• _Exercise input_:
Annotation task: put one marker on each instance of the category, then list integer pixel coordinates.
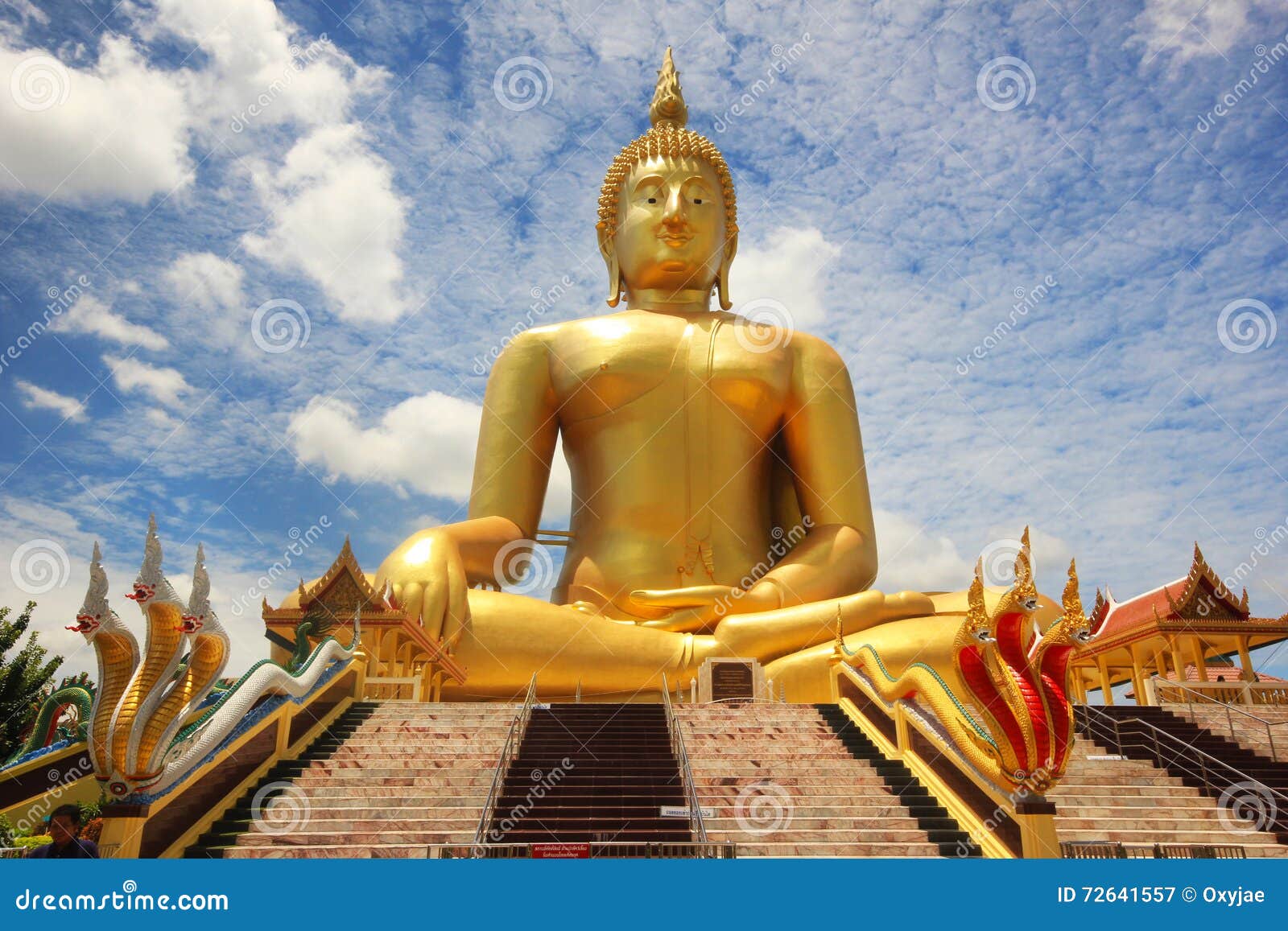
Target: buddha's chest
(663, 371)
---
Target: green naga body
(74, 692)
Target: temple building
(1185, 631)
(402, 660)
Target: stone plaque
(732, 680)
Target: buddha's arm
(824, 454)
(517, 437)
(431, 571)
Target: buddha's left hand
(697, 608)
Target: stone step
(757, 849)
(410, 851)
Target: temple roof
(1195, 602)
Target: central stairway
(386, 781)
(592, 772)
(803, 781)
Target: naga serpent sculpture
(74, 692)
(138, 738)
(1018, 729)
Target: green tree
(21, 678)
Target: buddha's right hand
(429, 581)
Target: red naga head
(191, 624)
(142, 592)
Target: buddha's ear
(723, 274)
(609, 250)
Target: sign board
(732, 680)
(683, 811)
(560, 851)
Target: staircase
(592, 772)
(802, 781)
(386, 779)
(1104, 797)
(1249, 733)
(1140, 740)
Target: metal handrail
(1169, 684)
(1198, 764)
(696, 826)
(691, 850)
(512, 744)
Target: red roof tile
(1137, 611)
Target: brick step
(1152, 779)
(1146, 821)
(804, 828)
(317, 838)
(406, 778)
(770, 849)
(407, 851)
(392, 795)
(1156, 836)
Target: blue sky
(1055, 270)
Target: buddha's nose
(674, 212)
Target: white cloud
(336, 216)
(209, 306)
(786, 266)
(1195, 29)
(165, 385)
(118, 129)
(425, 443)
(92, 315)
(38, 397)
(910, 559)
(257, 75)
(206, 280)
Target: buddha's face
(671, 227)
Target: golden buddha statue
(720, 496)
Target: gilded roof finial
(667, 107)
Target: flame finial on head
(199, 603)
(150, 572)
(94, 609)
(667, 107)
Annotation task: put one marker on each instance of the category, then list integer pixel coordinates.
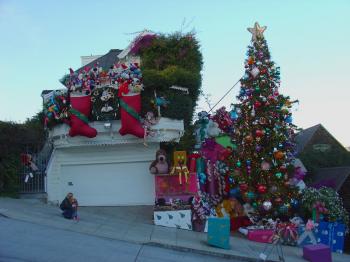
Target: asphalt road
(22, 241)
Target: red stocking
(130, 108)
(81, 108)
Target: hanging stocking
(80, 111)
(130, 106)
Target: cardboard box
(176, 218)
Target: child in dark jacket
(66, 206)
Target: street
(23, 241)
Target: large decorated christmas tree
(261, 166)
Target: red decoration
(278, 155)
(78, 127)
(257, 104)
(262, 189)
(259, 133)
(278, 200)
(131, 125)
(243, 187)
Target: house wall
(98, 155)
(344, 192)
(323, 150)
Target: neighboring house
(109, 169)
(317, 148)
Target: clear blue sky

• _Exercise instructions_:
Please give as a numbered list, blank lines left out, the lines from the line with "Target: neighboring house" up to and including the line with "Target: clear blue sky".

• _Full answer_:
1. Target: neighboring house
2. (109, 169)
3. (317, 148)
4. Target: clear blue sky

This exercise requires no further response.